→ **WHAT THE TASK REQUIRES**
Please copy the data from its start through the line containing "137), (44, 8)]", requests included. Shift every outline coordinate in the answers by adding 150, and leave the format samples unchanged.

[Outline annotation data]

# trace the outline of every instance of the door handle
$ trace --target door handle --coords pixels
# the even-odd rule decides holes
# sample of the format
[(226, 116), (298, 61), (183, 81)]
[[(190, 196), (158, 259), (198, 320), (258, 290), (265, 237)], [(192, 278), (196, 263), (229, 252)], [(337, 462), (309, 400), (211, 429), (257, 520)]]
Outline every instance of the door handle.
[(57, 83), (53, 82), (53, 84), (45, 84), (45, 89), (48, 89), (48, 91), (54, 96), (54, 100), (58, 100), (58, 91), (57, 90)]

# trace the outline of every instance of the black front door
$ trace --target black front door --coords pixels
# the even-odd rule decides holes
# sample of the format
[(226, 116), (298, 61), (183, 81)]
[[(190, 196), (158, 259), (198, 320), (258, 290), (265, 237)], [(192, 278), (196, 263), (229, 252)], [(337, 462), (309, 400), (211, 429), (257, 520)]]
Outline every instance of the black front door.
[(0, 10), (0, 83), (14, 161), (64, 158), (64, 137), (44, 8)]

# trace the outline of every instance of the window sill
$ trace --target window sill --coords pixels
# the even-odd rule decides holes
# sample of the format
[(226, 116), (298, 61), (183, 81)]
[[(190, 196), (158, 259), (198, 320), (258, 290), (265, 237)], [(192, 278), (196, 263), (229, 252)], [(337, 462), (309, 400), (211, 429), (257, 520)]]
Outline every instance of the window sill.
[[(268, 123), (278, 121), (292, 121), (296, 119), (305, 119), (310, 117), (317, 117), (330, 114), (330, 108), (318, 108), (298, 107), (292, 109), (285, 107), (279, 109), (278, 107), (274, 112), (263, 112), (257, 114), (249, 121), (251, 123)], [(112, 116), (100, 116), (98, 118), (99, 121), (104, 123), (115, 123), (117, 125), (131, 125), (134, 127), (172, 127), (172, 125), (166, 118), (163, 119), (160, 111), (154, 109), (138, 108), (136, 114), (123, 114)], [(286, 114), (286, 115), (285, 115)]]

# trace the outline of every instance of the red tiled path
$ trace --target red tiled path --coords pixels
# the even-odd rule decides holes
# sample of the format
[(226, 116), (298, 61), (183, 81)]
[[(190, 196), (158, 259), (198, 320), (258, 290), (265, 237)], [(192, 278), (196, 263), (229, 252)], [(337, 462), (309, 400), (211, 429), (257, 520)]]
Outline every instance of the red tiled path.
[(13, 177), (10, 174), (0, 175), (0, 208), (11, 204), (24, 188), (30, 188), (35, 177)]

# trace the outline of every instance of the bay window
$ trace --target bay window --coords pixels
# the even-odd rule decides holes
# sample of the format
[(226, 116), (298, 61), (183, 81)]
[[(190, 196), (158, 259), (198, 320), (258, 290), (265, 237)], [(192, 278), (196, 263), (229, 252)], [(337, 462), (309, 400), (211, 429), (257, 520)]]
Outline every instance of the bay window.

→ **TASK SOLUTION**
# trace the outline of every instance of the door handle
$ trace --target door handle --coords pixels
# the even-odd rule decides holes
# sample of the format
[(226, 116), (298, 61), (183, 81)]
[[(190, 196), (158, 259), (198, 320), (258, 290), (265, 237)], [(192, 278), (196, 263), (229, 252)], [(337, 462), (309, 400), (211, 429), (257, 520)]]
Outline every instance of the door handle.
[(207, 233), (203, 232), (203, 234), (195, 234), (195, 239), (198, 239), (198, 241), (204, 246), (204, 250), (208, 250), (208, 241), (207, 240)]

# trace the outline of every instance of the black front door
$ trace --target black front door --coords pixels
# the even-odd rule decides holes
# sample of the format
[(226, 116), (298, 61), (183, 81)]
[[(190, 196), (158, 259), (198, 320), (258, 290), (265, 237)], [(192, 278), (196, 263), (229, 252)], [(337, 462), (309, 400), (211, 429), (257, 520)]]
Outline every instance of the black front door.
[(150, 160), (150, 233), (164, 311), (214, 308), (214, 287), (194, 158)]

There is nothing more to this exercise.